#### What to work on
- 1) In the well drilling text, transcribe from "The CK-10 well" to "Lower Sargelu formation.".
- 2) Answer these questions using the well drilling text:
(a) What total depth was the CK-10 well drilled to?
(b) Over which formation is the CK-10 well completed?
(c) What daily injection volume did the CK-9 well achieve during its injection test?

#### Exercise text
+ + + + +
The CK-10 well was spudded on May 15, 2018 was drilled to a total depth of 1,985 metres, which was reached on time and within budget on June 16, 2018. The reservoir section was encountered some 60 metres shallow to prognosis. The well flow tested approximately 4.4 Mbopd at a low drawdown, yielding a final productivity index of 313 stb/d/psi. The well is now completed over the Lower Sargelu formation.
The Chiya Khere-9 (“CK-9”) water disposal well was spudded on 20[th] July 2018 and was drilled to a total depth of 3015 metres, which was reached on time and within budget on 18[th] October 2018. The well was injection tested between 7[th] and 20[th] November, achieving the targeted daily injection volume of 10,000bbl/d.
+ + + + +
#### Records provided

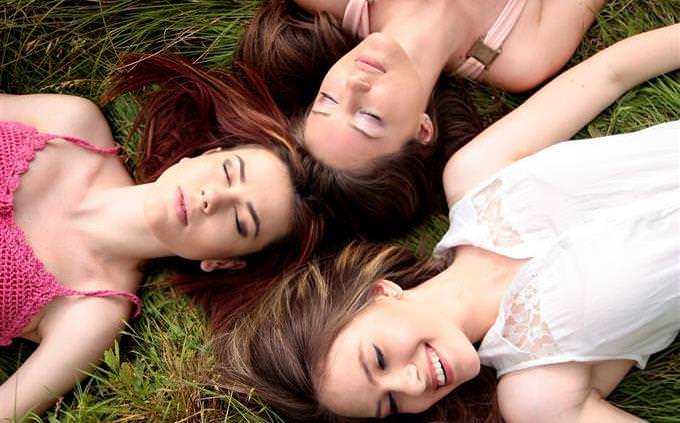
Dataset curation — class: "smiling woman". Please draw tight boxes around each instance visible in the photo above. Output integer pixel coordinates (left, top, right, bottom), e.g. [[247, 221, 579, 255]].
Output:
[[216, 24, 680, 422]]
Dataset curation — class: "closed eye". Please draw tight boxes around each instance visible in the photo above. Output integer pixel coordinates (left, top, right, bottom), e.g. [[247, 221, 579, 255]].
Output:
[[222, 159, 231, 186], [373, 344, 385, 370], [373, 344, 399, 417], [359, 110, 382, 123], [234, 206, 248, 238], [387, 392, 399, 414], [319, 91, 338, 104]]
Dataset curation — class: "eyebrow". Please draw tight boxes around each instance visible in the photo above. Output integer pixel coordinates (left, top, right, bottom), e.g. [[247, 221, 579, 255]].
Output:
[[234, 154, 246, 182], [311, 110, 380, 140], [234, 154, 260, 237], [359, 345, 381, 419]]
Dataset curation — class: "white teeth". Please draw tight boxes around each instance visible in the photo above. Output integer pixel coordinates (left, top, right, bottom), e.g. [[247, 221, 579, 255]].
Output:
+ + + + +
#### Numbered responses
- 1)
The CK-10 well was spudded on May 15, 2018 was drilled to a total depth of 1,985 metres, which was reached on time and within budget on June 16, 2018. The reservoir section was encountered some 60 metres shallow to prognosis. The well flow tested approximately 4.4 Mbopd at a low drawdown, yielding a final productivity index of 313 stb/d/psi. The well is now completed over the Lower Sargelu formation.

- 2)
(a) 1,985 metres
(b) The Lower Sargelu formation
(c) 10,000 bbl/d